*WORK INSTRUCTIONS*:
Please gather every line below that contains the word "pink" and copy each one out in full.
══ INPUT RECORDS
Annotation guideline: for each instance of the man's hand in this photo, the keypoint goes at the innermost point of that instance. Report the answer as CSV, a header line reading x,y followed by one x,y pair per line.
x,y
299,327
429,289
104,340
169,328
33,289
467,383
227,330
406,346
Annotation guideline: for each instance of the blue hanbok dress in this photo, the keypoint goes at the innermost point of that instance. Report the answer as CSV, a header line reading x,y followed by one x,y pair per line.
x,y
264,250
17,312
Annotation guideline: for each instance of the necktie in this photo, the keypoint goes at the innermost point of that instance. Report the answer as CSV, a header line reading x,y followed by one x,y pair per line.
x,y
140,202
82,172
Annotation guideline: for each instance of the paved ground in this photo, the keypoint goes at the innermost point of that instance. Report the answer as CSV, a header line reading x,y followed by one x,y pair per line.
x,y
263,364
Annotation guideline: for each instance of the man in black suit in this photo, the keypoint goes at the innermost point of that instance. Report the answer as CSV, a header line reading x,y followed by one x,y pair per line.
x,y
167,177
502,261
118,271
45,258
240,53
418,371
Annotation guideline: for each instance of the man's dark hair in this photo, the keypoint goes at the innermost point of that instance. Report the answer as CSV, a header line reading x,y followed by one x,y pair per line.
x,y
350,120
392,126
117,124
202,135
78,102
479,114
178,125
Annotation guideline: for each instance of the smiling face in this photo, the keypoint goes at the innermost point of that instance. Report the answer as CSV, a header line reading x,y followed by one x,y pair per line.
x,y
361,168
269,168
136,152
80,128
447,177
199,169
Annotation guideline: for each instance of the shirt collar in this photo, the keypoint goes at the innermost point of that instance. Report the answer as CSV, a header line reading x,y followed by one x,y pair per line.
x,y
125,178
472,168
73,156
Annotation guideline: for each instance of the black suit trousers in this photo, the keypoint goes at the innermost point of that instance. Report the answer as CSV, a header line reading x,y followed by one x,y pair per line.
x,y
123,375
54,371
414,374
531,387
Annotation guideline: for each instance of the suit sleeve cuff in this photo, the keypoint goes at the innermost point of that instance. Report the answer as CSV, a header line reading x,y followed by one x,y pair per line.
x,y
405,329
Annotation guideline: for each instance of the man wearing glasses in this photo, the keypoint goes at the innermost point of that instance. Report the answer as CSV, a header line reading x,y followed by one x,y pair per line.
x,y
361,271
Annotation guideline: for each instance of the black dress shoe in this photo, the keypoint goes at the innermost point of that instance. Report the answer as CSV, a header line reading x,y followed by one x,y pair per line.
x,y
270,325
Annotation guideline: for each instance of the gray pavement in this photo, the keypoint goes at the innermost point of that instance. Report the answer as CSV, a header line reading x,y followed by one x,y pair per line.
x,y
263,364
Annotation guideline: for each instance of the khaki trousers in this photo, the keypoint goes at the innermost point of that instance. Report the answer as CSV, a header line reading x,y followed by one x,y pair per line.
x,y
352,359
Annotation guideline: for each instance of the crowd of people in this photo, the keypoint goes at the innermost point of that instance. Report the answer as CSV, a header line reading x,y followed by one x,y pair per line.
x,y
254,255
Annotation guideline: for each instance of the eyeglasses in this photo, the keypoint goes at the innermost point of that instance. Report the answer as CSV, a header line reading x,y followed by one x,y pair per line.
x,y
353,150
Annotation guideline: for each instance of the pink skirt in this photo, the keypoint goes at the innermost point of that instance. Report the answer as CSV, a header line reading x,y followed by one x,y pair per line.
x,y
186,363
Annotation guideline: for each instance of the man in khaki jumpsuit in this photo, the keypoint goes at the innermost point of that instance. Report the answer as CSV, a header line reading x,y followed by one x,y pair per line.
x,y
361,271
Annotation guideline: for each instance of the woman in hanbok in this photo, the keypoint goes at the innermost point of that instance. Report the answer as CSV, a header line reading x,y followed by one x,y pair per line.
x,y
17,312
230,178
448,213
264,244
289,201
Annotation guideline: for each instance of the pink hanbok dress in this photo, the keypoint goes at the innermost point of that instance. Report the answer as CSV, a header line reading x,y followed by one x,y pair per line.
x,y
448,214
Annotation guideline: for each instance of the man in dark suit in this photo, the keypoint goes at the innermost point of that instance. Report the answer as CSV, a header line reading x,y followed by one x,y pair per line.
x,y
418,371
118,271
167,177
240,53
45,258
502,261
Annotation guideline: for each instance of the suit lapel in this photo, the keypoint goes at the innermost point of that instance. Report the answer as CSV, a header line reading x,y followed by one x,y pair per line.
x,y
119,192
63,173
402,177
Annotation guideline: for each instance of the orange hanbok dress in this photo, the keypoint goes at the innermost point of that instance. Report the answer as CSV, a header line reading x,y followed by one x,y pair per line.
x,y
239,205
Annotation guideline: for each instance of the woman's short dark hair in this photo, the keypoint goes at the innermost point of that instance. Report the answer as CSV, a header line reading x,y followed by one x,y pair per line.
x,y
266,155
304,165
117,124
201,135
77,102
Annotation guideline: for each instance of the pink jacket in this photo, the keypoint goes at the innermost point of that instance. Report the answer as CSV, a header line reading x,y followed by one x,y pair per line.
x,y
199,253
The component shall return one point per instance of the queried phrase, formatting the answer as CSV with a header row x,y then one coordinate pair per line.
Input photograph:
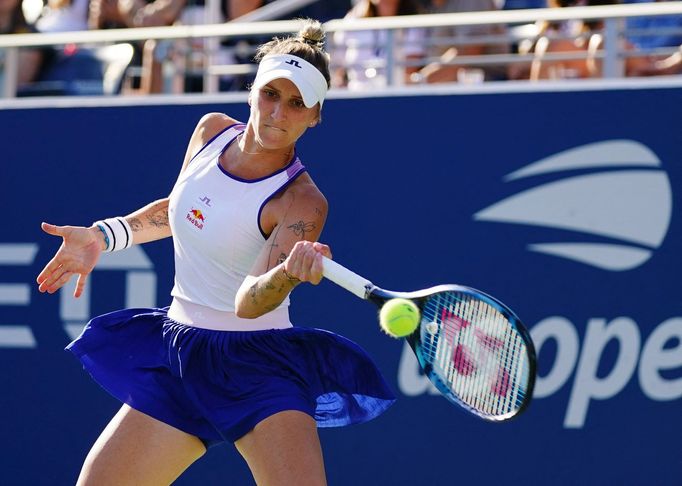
════
*RESULT*:
Annotation guideline: for each instance of the pink skirt in this photo, the keypoint goes at the innermost point of that instance. Report the answer as CSV, a header line reading x,y followed by one x,y pair per line.
Annotation guideline: for each instance of the pink hanbok dress in this photo, the keypoint goes at the innermost point of that instance. Report the answer as CSV, a header line reading x,y followed by one x,y pair per line.
Annotation guideline: for each instance of the pink jacket in this photo, the keypoint goes at the innermost point of that instance. Report the answer as CSV, a header line reading x,y followed by one x,y pair per line.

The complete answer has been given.